◆ DOCUMENT TEXT:

[
https://issues.apache.org/jira/browse/BEAM-3883?focusedWorklogId=100789&page=com.atlassian.jira.plugin.system.issuetabpanels:worklog-tabpanel#worklog-100789
]
ASF GitHub Bot logged work on BEAM-3883:
----------------------------------------
Author: ASF GitHub Bot
Created on: 10/May/18 19:44
Start Date: 10/May/18 19:44
Worklog Time Spent: 10m
Work Description: tvalentyn commented on issue #5251: [BEAM-3883]
Refactor and clean dependency.py to make it reusable with artifact service
URL: https://github.com/apache/beam/pull/5251#issuecomment-388163831
I think we can simplify the logic here. During resource staging for Python
SDK we need to stage pipeline artifacts (SDK, workflow main session,
requirements.txt, cached version of the packages in requirements.txt, maybe
workflow tarball).
Staging happens in two steps:
1. If the artifact is not local, download the artifact from artifact source
location to a local temp folder.
2. Stage the artifact from local folder into the staging location.
Depending on the execution environment, we can have different staging
locations:
- All portable runners, including ULR should stage artifacts to an Artifact
Server over GRPC.

◆ RECORD EXTRACTS:
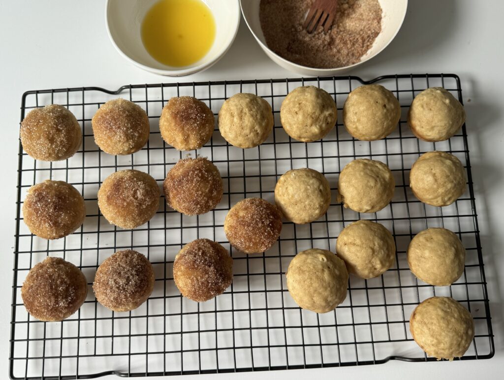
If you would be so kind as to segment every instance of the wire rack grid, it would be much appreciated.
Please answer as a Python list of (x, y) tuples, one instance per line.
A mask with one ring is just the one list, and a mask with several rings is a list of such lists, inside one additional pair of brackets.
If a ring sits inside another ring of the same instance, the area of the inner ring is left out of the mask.
[[(392, 91), (402, 110), (399, 128), (379, 141), (353, 139), (341, 121), (344, 100), (352, 89), (380, 83)], [(279, 120), (286, 95), (296, 87), (313, 85), (334, 96), (339, 116), (336, 127), (322, 141), (291, 140)], [(411, 311), (432, 295), (450, 295), (474, 317), (476, 335), (462, 360), (491, 357), (494, 353), (483, 258), (465, 126), (450, 140), (426, 143), (413, 136), (405, 121), (416, 94), (438, 86), (462, 101), (460, 80), (451, 74), (393, 75), (369, 81), (356, 77), (222, 81), (128, 85), (111, 91), (97, 87), (29, 91), (23, 96), (21, 119), (36, 107), (58, 103), (76, 115), (83, 127), (81, 149), (58, 162), (36, 161), (20, 144), (17, 215), (14, 252), (10, 374), (12, 378), (91, 378), (106, 374), (139, 376), (260, 371), (377, 364), (392, 359), (435, 360), (413, 341), (408, 329)], [(170, 209), (164, 199), (152, 219), (138, 228), (123, 230), (100, 214), (97, 192), (108, 175), (135, 168), (162, 183), (166, 173), (186, 152), (165, 144), (158, 126), (163, 105), (172, 96), (188, 95), (207, 104), (216, 115), (225, 99), (251, 92), (272, 106), (275, 128), (259, 147), (243, 150), (229, 145), (216, 129), (210, 142), (190, 152), (211, 159), (224, 184), (222, 201), (203, 215), (187, 217)], [(151, 121), (149, 141), (141, 151), (112, 156), (95, 144), (91, 118), (105, 101), (118, 96), (145, 109)], [(467, 170), (466, 193), (450, 206), (425, 205), (409, 187), (409, 168), (419, 155), (433, 150), (458, 157)], [(390, 205), (371, 214), (359, 214), (336, 203), (338, 175), (357, 158), (386, 163), (396, 188)], [(223, 232), (227, 211), (246, 197), (273, 201), (279, 176), (308, 167), (322, 172), (331, 184), (333, 202), (327, 214), (306, 225), (284, 224), (277, 243), (260, 255), (246, 255), (229, 246)], [(21, 212), (27, 189), (47, 179), (66, 180), (83, 195), (87, 215), (83, 226), (63, 239), (47, 241), (30, 233)], [(393, 233), (396, 262), (383, 275), (364, 280), (351, 276), (348, 296), (334, 311), (318, 314), (297, 307), (286, 289), (285, 272), (296, 252), (310, 247), (334, 251), (336, 238), (349, 223), (361, 218), (383, 224)], [(408, 244), (429, 227), (455, 232), (467, 250), (464, 274), (449, 287), (433, 287), (417, 280), (406, 260)], [(172, 273), (182, 245), (201, 237), (218, 241), (234, 261), (232, 285), (214, 299), (198, 303), (181, 297)], [(99, 265), (115, 250), (145, 254), (156, 275), (147, 302), (128, 313), (115, 313), (98, 304), (91, 290)], [(47, 255), (64, 258), (81, 268), (89, 291), (81, 309), (59, 323), (31, 318), (20, 288), (29, 269)]]

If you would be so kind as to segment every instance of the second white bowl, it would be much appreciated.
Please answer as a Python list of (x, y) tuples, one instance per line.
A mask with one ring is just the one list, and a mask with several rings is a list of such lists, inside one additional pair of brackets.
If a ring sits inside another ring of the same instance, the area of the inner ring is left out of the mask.
[(370, 59), (387, 47), (394, 39), (401, 28), (406, 14), (408, 0), (379, 0), (383, 10), (382, 19), (382, 32), (376, 37), (374, 43), (362, 57), (360, 62), (344, 67), (334, 69), (314, 69), (301, 66), (282, 58), (271, 50), (261, 27), (259, 19), (259, 4), (261, 0), (240, 0), (241, 13), (248, 29), (268, 56), (284, 69), (301, 75), (310, 77), (327, 77), (340, 74)]

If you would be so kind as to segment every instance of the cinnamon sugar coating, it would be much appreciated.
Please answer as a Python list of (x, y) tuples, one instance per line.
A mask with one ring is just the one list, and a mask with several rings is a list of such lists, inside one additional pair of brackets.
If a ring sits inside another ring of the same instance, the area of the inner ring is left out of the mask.
[(205, 157), (179, 160), (166, 174), (164, 184), (166, 203), (186, 215), (205, 214), (222, 199), (219, 169)]
[(214, 133), (213, 112), (192, 96), (175, 96), (163, 108), (159, 130), (167, 144), (178, 150), (199, 149)]
[(129, 100), (109, 100), (91, 120), (95, 142), (109, 154), (134, 153), (149, 140), (149, 117), (142, 107)]
[(42, 161), (69, 158), (82, 141), (81, 126), (74, 114), (58, 104), (30, 111), (21, 123), (20, 136), (25, 152)]
[(247, 254), (264, 252), (282, 231), (278, 208), (261, 198), (247, 198), (233, 206), (226, 216), (224, 230), (231, 245)]
[(156, 180), (139, 170), (120, 170), (109, 175), (98, 192), (103, 216), (122, 228), (135, 228), (148, 222), (159, 206)]
[(154, 273), (149, 260), (137, 251), (116, 252), (96, 271), (93, 290), (96, 300), (114, 311), (138, 307), (154, 289)]
[(55, 322), (77, 311), (87, 292), (87, 282), (81, 270), (60, 258), (48, 257), (30, 270), (21, 297), (32, 316)]
[(208, 239), (185, 244), (175, 258), (173, 280), (182, 293), (203, 302), (222, 294), (233, 281), (233, 259), (227, 250)]
[(86, 204), (77, 189), (64, 181), (47, 180), (32, 186), (23, 204), (23, 220), (31, 233), (59, 239), (80, 227)]

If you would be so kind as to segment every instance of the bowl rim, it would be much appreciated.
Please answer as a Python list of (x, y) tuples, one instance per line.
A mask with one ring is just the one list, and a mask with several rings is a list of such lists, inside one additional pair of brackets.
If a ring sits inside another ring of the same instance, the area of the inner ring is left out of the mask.
[[(108, 1), (108, 0), (107, 0), (107, 1)], [(302, 65), (299, 65), (298, 64), (296, 64), (294, 63), (294, 62), (290, 61), (288, 59), (286, 59), (283, 57), (281, 56), (281, 55), (279, 55), (278, 54), (277, 54), (272, 50), (271, 50), (271, 49), (268, 47), (268, 45), (266, 45), (265, 43), (263, 43), (263, 41), (261, 41), (261, 39), (260, 39), (260, 38), (257, 36), (257, 35), (256, 34), (256, 33), (254, 32), (254, 30), (253, 30), (252, 28), (250, 27), (250, 24), (248, 23), (248, 20), (247, 19), (247, 17), (245, 15), (245, 12), (243, 12), (243, 7), (241, 6), (241, 3), (243, 1), (243, 0), (239, 0), (240, 9), (241, 10), (241, 14), (243, 16), (243, 20), (245, 20), (245, 23), (247, 24), (247, 27), (248, 28), (248, 30), (250, 31), (250, 33), (252, 33), (252, 35), (254, 36), (254, 38), (256, 39), (256, 40), (261, 45), (261, 47), (262, 47), (263, 49), (265, 50), (266, 51), (268, 51), (269, 53), (271, 53), (272, 54), (274, 55), (277, 58), (278, 58), (280, 61), (285, 64), (292, 65), (292, 66), (296, 68), (296, 69), (300, 69), (301, 70), (317, 70), (322, 73), (327, 73), (328, 74), (330, 75), (331, 75), (331, 73), (334, 73), (335, 70), (342, 70), (342, 71), (348, 70), (348, 69), (351, 69), (352, 68), (355, 67), (355, 66), (357, 66), (361, 64), (363, 64), (364, 62), (367, 62), (371, 58), (374, 58), (379, 54), (383, 51), (383, 50), (385, 49), (385, 48), (387, 47), (388, 46), (389, 46), (389, 45), (390, 44), (390, 43), (394, 40), (394, 39), (396, 38), (396, 36), (397, 35), (397, 33), (398, 33), (399, 32), (399, 30), (401, 30), (401, 27), (402, 26), (403, 23), (404, 22), (404, 19), (406, 18), (406, 12), (408, 10), (408, 0), (403, 0), (403, 1), (404, 1), (405, 3), (404, 7), (404, 12), (403, 14), (401, 20), (401, 22), (399, 23), (399, 25), (397, 29), (394, 33), (394, 35), (392, 36), (392, 37), (390, 40), (389, 40), (388, 42), (387, 42), (387, 43), (384, 45), (383, 47), (379, 50), (378, 50), (377, 52), (376, 52), (374, 54), (373, 54), (372, 55), (370, 55), (369, 56), (367, 57), (365, 59), (359, 61), (358, 62), (357, 62), (355, 64), (353, 64), (352, 65), (349, 65), (348, 66), (341, 66), (340, 67), (338, 68), (322, 69), (319, 68), (310, 67), (309, 66), (303, 66)]]
[[(239, 0), (234, 0), (233, 4), (236, 4), (238, 7), (238, 12), (236, 13), (236, 17), (237, 20), (236, 21), (236, 27), (234, 30), (234, 33), (231, 38), (231, 40), (229, 41), (229, 44), (227, 46), (224, 46), (218, 53), (216, 55), (215, 57), (214, 58), (208, 62), (206, 62), (203, 64), (198, 65), (197, 66), (194, 66), (193, 67), (186, 68), (186, 69), (181, 69), (180, 70), (163, 70), (161, 69), (156, 69), (155, 68), (151, 67), (151, 66), (148, 66), (147, 65), (144, 65), (143, 64), (141, 64), (140, 62), (135, 60), (131, 57), (129, 56), (124, 51), (123, 51), (117, 44), (115, 43), (115, 41), (114, 38), (112, 37), (112, 33), (110, 32), (110, 27), (109, 25), (108, 18), (109, 18), (109, 8), (110, 6), (110, 4), (111, 1), (113, 1), (114, 0), (106, 0), (105, 3), (105, 27), (107, 29), (107, 34), (108, 35), (108, 38), (112, 42), (112, 45), (115, 48), (115, 49), (119, 52), (119, 53), (123, 57), (125, 58), (128, 60), (130, 61), (131, 63), (135, 65), (136, 66), (143, 69), (143, 70), (150, 72), (151, 73), (153, 73), (154, 74), (159, 74), (160, 75), (165, 75), (171, 77), (182, 77), (185, 75), (190, 75), (191, 74), (197, 73), (200, 71), (208, 69), (210, 66), (216, 64), (224, 55), (227, 52), (227, 51), (231, 47), (233, 43), (234, 42), (235, 38), (236, 37), (236, 35), (238, 34), (238, 30), (239, 29), (240, 26), (240, 19), (241, 18), (241, 6)], [(137, 0), (138, 1), (138, 0)], [(229, 1), (229, 0), (227, 0)]]

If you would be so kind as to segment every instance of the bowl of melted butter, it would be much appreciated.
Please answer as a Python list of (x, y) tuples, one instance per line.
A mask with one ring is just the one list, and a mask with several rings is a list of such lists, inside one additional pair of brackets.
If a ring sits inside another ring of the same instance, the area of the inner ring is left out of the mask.
[(238, 0), (108, 0), (107, 30), (128, 60), (161, 75), (202, 71), (231, 46)]

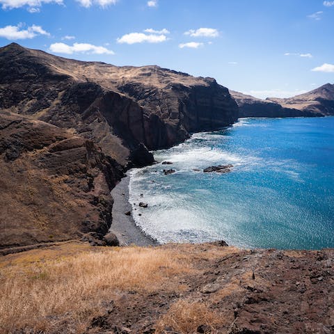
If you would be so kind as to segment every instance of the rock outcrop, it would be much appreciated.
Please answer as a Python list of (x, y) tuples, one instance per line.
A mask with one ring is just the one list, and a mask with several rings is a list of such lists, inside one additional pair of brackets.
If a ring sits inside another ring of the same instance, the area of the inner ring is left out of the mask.
[(261, 100), (230, 90), (239, 106), (239, 117), (313, 117), (321, 116), (311, 110), (299, 110), (294, 106), (283, 106), (276, 100)]
[(0, 247), (8, 247), (105, 234), (122, 170), (152, 164), (148, 150), (232, 123), (238, 107), (211, 78), (12, 43), (0, 48)]
[(0, 49), (0, 109), (74, 129), (122, 165), (141, 143), (168, 148), (238, 117), (228, 90), (212, 78), (65, 59), (15, 43)]

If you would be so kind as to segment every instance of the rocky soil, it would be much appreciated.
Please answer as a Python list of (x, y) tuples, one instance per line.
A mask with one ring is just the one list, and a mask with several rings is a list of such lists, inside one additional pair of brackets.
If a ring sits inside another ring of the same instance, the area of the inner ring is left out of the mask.
[[(86, 333), (333, 333), (333, 250), (241, 250), (218, 244), (163, 248), (184, 255), (196, 271), (170, 280), (180, 289), (163, 285), (157, 293), (123, 292)], [(192, 317), (198, 305), (205, 305), (205, 314), (200, 308)], [(214, 317), (208, 323), (210, 314)]]
[(92, 141), (1, 112), (0, 169), (0, 248), (108, 231), (122, 168)]

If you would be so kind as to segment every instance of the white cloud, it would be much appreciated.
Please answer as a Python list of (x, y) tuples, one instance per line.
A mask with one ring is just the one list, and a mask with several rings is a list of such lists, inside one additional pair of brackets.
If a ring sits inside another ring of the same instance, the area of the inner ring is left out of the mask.
[(189, 42), (188, 43), (181, 43), (179, 44), (179, 47), (183, 49), (184, 47), (190, 47), (191, 49), (198, 49), (200, 47), (202, 47), (203, 43), (200, 43), (198, 42)]
[(164, 28), (164, 29), (161, 29), (161, 30), (154, 30), (154, 29), (145, 29), (144, 31), (145, 31), (145, 33), (157, 33), (157, 34), (159, 34), (159, 35), (161, 35), (161, 34), (166, 35), (166, 34), (170, 33), (169, 31), (168, 31), (168, 30), (166, 29), (165, 28)]
[(213, 28), (199, 28), (198, 29), (190, 29), (184, 33), (184, 35), (189, 35), (191, 37), (218, 37), (219, 31)]
[(331, 7), (332, 6), (334, 6), (334, 1), (324, 1), (324, 6)]
[(93, 5), (100, 6), (100, 7), (108, 7), (109, 5), (115, 5), (118, 0), (76, 0), (83, 7), (88, 8)]
[(0, 37), (15, 40), (33, 38), (38, 35), (50, 35), (40, 26), (33, 24), (25, 29), (22, 26), (22, 24), (18, 24), (17, 26), (6, 26), (3, 28), (0, 28)]
[(166, 35), (145, 34), (143, 33), (130, 33), (117, 39), (118, 43), (160, 43), (167, 40)]
[(65, 43), (54, 43), (50, 45), (51, 52), (57, 54), (72, 54), (74, 53), (95, 54), (115, 54), (104, 47), (98, 47), (88, 43), (74, 43), (68, 45)]
[(299, 53), (293, 53), (293, 52), (285, 52), (284, 54), (285, 56), (298, 56), (302, 58), (312, 58), (313, 56), (312, 54), (299, 54)]
[(311, 70), (313, 72), (324, 72), (325, 73), (334, 73), (334, 65), (324, 63), (321, 66), (312, 68)]
[(19, 8), (28, 7), (30, 13), (39, 12), (39, 7), (43, 3), (54, 3), (58, 5), (63, 4), (63, 0), (0, 0), (2, 9)]
[(266, 97), (278, 97), (285, 98), (292, 97), (306, 93), (307, 90), (296, 89), (295, 90), (283, 90), (282, 89), (271, 89), (267, 90), (249, 90), (242, 92), (247, 95), (252, 95), (259, 99), (265, 99)]
[(157, 0), (151, 0), (150, 1), (148, 1), (148, 6), (149, 7), (157, 7), (158, 6)]
[(66, 35), (65, 36), (63, 36), (63, 37), (61, 38), (61, 40), (75, 40), (75, 36), (71, 36), (70, 35)]
[(308, 15), (308, 17), (309, 17), (310, 19), (315, 19), (316, 21), (319, 21), (321, 19), (321, 14), (323, 13), (324, 12), (322, 11), (316, 12), (316, 13), (314, 13), (313, 14), (311, 14), (310, 15)]
[(35, 7), (29, 7), (27, 10), (29, 13), (40, 13), (40, 8), (36, 8)]

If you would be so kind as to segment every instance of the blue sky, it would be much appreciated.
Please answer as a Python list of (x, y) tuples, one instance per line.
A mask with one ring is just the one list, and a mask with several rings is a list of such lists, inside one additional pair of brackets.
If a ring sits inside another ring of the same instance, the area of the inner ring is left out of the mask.
[(0, 46), (158, 65), (260, 97), (334, 82), (334, 1), (0, 0)]

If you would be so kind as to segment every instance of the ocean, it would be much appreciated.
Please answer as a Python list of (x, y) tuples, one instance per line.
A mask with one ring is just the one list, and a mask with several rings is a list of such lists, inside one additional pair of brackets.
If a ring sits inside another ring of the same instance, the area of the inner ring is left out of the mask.
[[(243, 118), (153, 153), (158, 164), (130, 172), (129, 201), (159, 242), (334, 247), (334, 117)], [(202, 171), (219, 164), (232, 171)]]

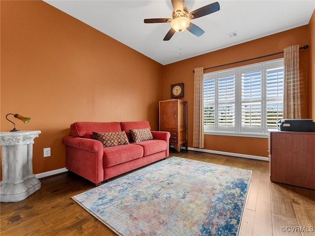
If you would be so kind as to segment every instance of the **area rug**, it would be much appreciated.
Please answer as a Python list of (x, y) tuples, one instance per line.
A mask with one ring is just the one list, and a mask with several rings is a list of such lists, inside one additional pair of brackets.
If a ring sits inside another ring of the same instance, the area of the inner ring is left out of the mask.
[(251, 175), (172, 157), (72, 198), (119, 236), (236, 236)]

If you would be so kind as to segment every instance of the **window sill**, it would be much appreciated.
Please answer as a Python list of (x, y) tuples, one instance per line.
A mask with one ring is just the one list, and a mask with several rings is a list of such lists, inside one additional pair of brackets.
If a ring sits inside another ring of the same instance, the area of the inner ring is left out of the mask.
[(214, 132), (205, 131), (204, 134), (209, 135), (223, 135), (227, 136), (250, 137), (252, 138), (268, 138), (268, 134), (261, 134), (256, 133), (234, 133), (231, 132)]

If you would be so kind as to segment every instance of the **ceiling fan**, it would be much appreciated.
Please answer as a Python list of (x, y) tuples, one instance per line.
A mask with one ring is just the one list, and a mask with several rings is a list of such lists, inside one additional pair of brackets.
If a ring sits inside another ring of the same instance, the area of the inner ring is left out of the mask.
[(184, 5), (185, 0), (172, 0), (172, 5), (174, 8), (173, 19), (153, 18), (145, 19), (145, 23), (171, 23), (171, 29), (168, 31), (163, 39), (169, 40), (175, 32), (183, 32), (187, 29), (195, 35), (199, 37), (205, 31), (201, 28), (190, 22), (190, 20), (209, 15), (220, 9), (220, 5), (217, 1), (200, 7), (197, 10), (189, 12), (187, 7)]

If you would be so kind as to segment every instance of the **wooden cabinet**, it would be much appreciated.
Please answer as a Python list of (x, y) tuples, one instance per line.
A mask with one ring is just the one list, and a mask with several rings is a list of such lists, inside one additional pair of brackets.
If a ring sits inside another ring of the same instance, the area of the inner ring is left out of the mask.
[(315, 132), (269, 131), (270, 180), (315, 189)]
[(159, 130), (171, 134), (170, 144), (179, 152), (185, 145), (188, 148), (187, 102), (180, 99), (159, 103)]

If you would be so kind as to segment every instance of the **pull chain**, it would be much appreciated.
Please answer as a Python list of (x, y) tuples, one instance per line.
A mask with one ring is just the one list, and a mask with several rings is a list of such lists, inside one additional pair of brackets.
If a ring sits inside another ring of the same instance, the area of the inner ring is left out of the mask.
[(182, 54), (182, 33), (179, 33), (179, 54)]

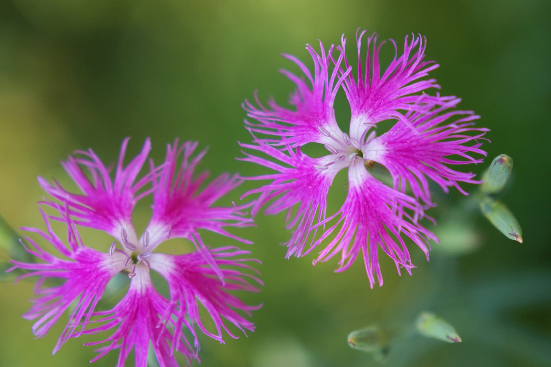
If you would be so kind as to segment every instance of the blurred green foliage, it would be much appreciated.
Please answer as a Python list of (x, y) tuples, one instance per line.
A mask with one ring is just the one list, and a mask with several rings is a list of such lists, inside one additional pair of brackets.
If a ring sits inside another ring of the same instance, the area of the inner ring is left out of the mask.
[[(238, 233), (254, 241), (245, 248), (263, 262), (263, 291), (243, 296), (264, 304), (253, 315), (257, 328), (247, 338), (226, 337), (225, 345), (202, 338), (201, 365), (379, 365), (348, 347), (348, 333), (377, 322), (399, 328), (425, 309), (453, 325), (462, 342), (398, 338), (387, 365), (550, 365), (551, 178), (542, 166), (550, 161), (550, 8), (544, 0), (1, 0), (0, 212), (13, 226), (44, 228), (36, 176), (68, 184), (60, 160), (91, 147), (115, 161), (127, 136), (131, 154), (151, 136), (158, 162), (164, 144), (179, 136), (210, 147), (202, 167), (214, 174), (260, 173), (235, 160), (236, 141), (250, 139), (240, 104), (256, 89), (261, 100), (287, 99), (292, 85), (277, 70), (295, 69), (281, 53), (309, 64), (305, 43), (320, 39), (327, 46), (343, 33), (352, 39), (358, 27), (399, 45), (420, 33), (428, 39), (428, 58), (441, 65), (431, 74), (441, 93), (462, 97), (460, 107), (476, 111), (477, 123), (491, 130), (493, 143), (484, 145), (488, 156), (506, 151), (515, 158), (514, 190), (505, 201), (522, 223), (523, 244), (478, 216), (467, 235), (461, 228), (449, 231), (465, 241), (474, 240), (473, 228), (480, 233), (464, 256), (435, 245), (427, 263), (411, 247), (413, 276), (399, 277), (383, 259), (385, 285), (370, 290), (361, 264), (335, 274), (331, 261), (312, 267), (315, 254), (285, 260), (278, 245), (289, 237), (283, 217), (259, 216), (257, 228)], [(345, 116), (344, 96), (337, 99), (337, 116)], [(481, 173), (489, 163), (465, 169)], [(330, 209), (342, 202), (340, 187), (334, 185)], [(441, 195), (429, 214), (451, 215), (446, 202), (458, 196)], [(148, 209), (147, 203), (138, 208), (137, 221), (146, 220)], [(92, 247), (110, 243), (84, 232)], [(205, 240), (230, 242), (208, 234)], [(90, 339), (70, 341), (50, 355), (63, 320), (33, 339), (31, 323), (20, 317), (32, 282), (0, 287), (0, 365), (88, 365), (93, 349), (82, 344)], [(112, 366), (116, 358), (94, 365)]]

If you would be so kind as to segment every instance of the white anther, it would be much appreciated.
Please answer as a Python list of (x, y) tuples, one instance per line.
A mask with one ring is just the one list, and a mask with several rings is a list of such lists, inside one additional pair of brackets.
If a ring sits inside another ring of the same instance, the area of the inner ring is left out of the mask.
[(113, 241), (113, 243), (111, 244), (111, 246), (109, 247), (109, 256), (113, 256), (113, 254), (115, 253), (115, 248), (117, 245), (117, 243)]
[(143, 237), (143, 247), (147, 247), (149, 244), (149, 232), (145, 231), (145, 235)]

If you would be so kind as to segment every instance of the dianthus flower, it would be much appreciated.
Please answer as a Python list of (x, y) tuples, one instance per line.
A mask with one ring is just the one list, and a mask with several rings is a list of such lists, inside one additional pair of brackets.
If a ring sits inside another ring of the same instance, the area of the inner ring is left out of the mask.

◆ WRITTEN REQUEST: Retype, word for word, the part of the Beam worklog entry that opens with the words containing "Depending on the" and closes with "Server over GRPC.". Rely on the Beam worklog entry alone.

◆ RESPONSE TO THIS TASK:
Depending on the execution environment, we can have different staging
locations:
- All portable runners, including ULR should stage artifacts to an Artifact
Server over GRPC.